• [EXERCISE PROMPT]: Could you continue the excerpt about the FDA media briefing on the R.J. Reynolds products, picking up after its last sentence?

• [DOCUMENT EXCERPT]:
During the question and answer session, Matt Perrone of Associated Press asked why there was a media briefing called for this action and whether R.J. Reynolds had some sort of a preliminary warning of the action. Zeller responded that the media briefing was called because “we thought that there would be more public interest in these actions because some of these are brand name products.” Zeller added that there had been a significant amount of back-and-forth between the Center for Tobacco Products and R.J. Reynolds on the products and when the FDA concluded the products’ characteristics were different from their predicates, the burden shifted to R.J. Reynolds to demonstrate that those differences did not raise different questions of public health. “Ultimately the evidence that was submitted…was inadequate to overcome the conclusion that we reached,” said Zeller.  Ashley added that “we send out a notification letter to the companies 45 days before we begin our review. So if they decide that the application they had in-house is not appropriate they can make changes during those 45 days.” In addition, Ashley noted that “companies that get an NSE decision are allowed to come back in with a new application, but that does not relieve them of the responsibility to remove the products from the market during the period before the [new] application is reviewed.”

Region pointing data:
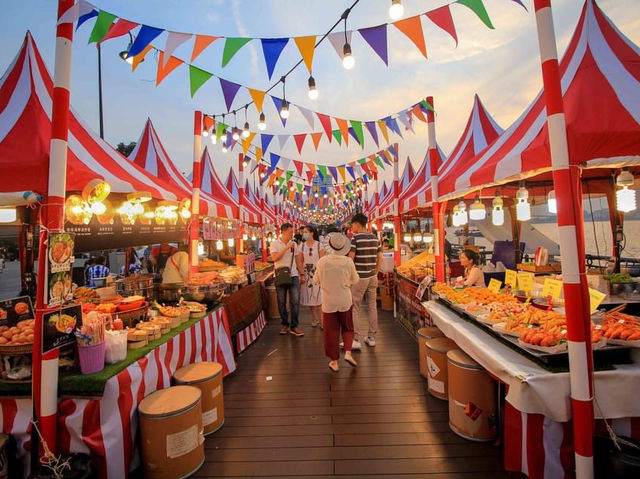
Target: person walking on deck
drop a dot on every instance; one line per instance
(366, 255)
(309, 252)
(283, 252)
(336, 274)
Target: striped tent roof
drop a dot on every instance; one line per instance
(25, 131)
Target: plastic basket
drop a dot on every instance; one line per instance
(91, 358)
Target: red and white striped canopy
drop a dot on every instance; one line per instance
(25, 131)
(600, 74)
(150, 155)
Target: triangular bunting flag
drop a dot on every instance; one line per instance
(300, 141)
(137, 60)
(344, 129)
(258, 98)
(308, 115)
(376, 37)
(337, 41)
(265, 140)
(231, 47)
(282, 140)
(121, 27)
(478, 8)
(316, 139)
(443, 19)
(145, 36)
(202, 42)
(102, 26)
(164, 68)
(371, 127)
(271, 49)
(325, 120)
(229, 91)
(357, 128)
(306, 46)
(197, 78)
(174, 40)
(278, 103)
(412, 28)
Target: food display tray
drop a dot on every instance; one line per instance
(603, 356)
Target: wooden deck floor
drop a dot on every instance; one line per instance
(288, 415)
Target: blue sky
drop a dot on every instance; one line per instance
(501, 65)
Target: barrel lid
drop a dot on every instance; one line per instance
(429, 332)
(197, 372)
(462, 359)
(440, 345)
(169, 401)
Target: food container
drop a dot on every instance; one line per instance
(472, 398)
(171, 433)
(206, 376)
(168, 292)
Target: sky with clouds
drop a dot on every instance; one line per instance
(501, 65)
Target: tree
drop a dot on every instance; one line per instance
(126, 149)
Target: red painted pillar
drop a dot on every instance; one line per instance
(194, 230)
(568, 188)
(45, 366)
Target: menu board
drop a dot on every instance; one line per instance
(15, 310)
(60, 257)
(58, 327)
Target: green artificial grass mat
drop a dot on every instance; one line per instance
(92, 385)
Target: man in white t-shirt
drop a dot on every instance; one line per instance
(283, 251)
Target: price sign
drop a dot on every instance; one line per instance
(595, 298)
(552, 287)
(525, 282)
(511, 278)
(494, 285)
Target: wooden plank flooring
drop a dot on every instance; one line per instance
(288, 415)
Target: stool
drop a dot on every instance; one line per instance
(436, 356)
(207, 377)
(428, 332)
(171, 432)
(472, 398)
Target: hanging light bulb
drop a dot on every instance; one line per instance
(313, 91)
(463, 216)
(477, 211)
(497, 214)
(284, 110)
(523, 208)
(396, 10)
(552, 204)
(625, 198)
(348, 61)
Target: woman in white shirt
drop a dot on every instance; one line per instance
(336, 273)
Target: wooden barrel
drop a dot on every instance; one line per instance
(171, 432)
(428, 332)
(207, 377)
(472, 398)
(436, 353)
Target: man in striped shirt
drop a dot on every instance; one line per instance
(366, 255)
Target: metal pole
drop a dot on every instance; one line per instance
(194, 229)
(566, 183)
(100, 91)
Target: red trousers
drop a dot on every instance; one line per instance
(334, 324)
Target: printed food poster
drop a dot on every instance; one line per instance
(59, 326)
(14, 310)
(60, 256)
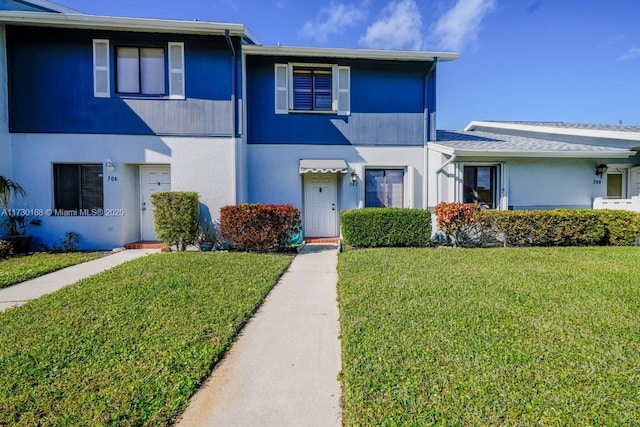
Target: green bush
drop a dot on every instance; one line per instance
(623, 227)
(378, 227)
(175, 217)
(565, 227)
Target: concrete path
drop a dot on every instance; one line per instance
(26, 291)
(283, 369)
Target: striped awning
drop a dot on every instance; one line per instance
(323, 166)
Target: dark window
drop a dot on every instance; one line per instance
(140, 70)
(312, 89)
(384, 188)
(78, 188)
(480, 185)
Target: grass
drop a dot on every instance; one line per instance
(20, 268)
(547, 336)
(131, 345)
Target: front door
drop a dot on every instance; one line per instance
(152, 179)
(320, 205)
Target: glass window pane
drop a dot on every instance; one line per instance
(374, 188)
(152, 71)
(65, 184)
(127, 70)
(614, 185)
(394, 188)
(302, 92)
(91, 187)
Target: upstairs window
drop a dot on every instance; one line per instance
(140, 70)
(312, 89)
(136, 70)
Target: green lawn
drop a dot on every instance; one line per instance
(20, 268)
(131, 345)
(515, 336)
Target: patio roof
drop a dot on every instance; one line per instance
(486, 144)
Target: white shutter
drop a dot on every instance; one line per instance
(101, 77)
(343, 98)
(281, 72)
(176, 70)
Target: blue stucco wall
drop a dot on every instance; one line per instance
(50, 78)
(387, 105)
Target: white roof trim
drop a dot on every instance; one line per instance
(115, 23)
(323, 166)
(323, 52)
(593, 133)
(575, 154)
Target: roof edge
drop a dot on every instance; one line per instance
(117, 23)
(324, 52)
(593, 133)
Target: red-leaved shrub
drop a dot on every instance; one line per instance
(258, 227)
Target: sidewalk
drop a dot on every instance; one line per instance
(31, 289)
(283, 369)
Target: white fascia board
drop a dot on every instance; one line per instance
(323, 52)
(113, 23)
(617, 154)
(591, 133)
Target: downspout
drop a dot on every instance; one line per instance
(440, 169)
(237, 157)
(429, 103)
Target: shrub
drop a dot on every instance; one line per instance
(622, 227)
(6, 249)
(259, 227)
(176, 217)
(562, 227)
(463, 224)
(376, 227)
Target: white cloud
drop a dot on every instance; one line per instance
(632, 53)
(333, 20)
(399, 27)
(461, 23)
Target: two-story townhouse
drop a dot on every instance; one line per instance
(100, 112)
(335, 129)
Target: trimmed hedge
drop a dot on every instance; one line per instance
(259, 227)
(386, 227)
(175, 217)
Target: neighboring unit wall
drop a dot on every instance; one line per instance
(51, 86)
(274, 175)
(5, 137)
(204, 165)
(386, 108)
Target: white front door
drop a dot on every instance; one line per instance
(152, 179)
(320, 205)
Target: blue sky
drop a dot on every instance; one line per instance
(542, 60)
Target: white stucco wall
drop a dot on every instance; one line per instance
(5, 137)
(204, 165)
(273, 171)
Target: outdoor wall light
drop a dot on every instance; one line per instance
(109, 164)
(354, 179)
(601, 169)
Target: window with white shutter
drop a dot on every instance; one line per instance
(101, 76)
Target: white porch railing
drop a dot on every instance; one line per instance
(632, 204)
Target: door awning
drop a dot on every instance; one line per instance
(323, 166)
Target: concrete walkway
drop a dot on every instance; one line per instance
(26, 291)
(283, 369)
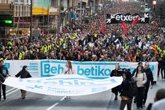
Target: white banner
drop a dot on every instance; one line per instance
(64, 85)
(93, 70)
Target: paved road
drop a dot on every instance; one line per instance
(101, 101)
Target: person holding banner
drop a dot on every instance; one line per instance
(3, 74)
(125, 90)
(69, 68)
(116, 72)
(68, 71)
(141, 79)
(23, 74)
(149, 75)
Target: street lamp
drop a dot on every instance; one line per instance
(154, 3)
(31, 17)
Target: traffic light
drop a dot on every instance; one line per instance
(6, 21)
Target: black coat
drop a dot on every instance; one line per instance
(23, 74)
(149, 75)
(116, 73)
(124, 89)
(3, 73)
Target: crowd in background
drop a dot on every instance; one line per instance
(143, 42)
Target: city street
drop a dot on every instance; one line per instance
(101, 101)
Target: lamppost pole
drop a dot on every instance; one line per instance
(81, 10)
(31, 17)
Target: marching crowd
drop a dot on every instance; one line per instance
(86, 41)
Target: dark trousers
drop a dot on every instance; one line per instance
(140, 94)
(23, 94)
(115, 90)
(163, 73)
(124, 103)
(159, 70)
(145, 93)
(3, 89)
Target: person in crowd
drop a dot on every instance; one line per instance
(3, 74)
(149, 82)
(68, 68)
(163, 68)
(117, 73)
(125, 89)
(159, 103)
(23, 74)
(68, 71)
(141, 79)
(135, 70)
(159, 100)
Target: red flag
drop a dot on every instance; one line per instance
(102, 27)
(134, 22)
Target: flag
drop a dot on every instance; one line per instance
(134, 22)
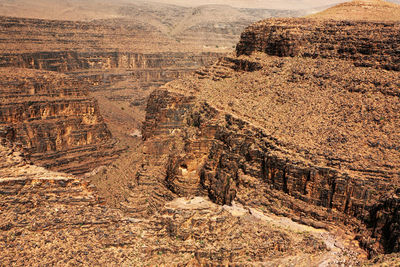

• [ANSWER BOX]:
Mike Esterl of the Wall Street Journal asked how may applications the FDA has received for SE review, how many authorizations have been given, and how many rejections have been issued.  In his response, Zeller broke the SE applications into 2 buckets: (1) regular applications for new products not currently marketed, and (2) applications for the so-called provisional products.  According to Zeller, the first bucket is the smaller of the two buckets and involves  roughly 1,100 products. To date, Zeller reported that 65 percent of the 1,100 regular SE applications have been resolved either by saying they are SE, not SE, or because the company withdrew the application.  The second bucket is much larger and involves the provisional products, such as the ones at issue. Zeller indicated that there are approximately 3,600 provisional SE applications, of which around 12 percent have been resolved by saying they are SE, not SE, or through withdrawals, and another 700 or so currently under scientific review. When pressed for more definitive numbers, Zeller said that the FDA has issued 257 SE orders, and 113 NSE orders, and about another thousand applications have been withdrawn.

Deeming Rule Query Snuffed Out

An unrelated but very important matter was raised by Lydia Wheeler of The Hill.  She asked when the FDA was going to issue its final tobacco deeming regulations. Wheeler indicated that it seems “to be taking a long time to come out and a lot of groups were hoping that they would be out by the summer and now we’re more into the fall. So, can you give us an idea when we could expect to see those?”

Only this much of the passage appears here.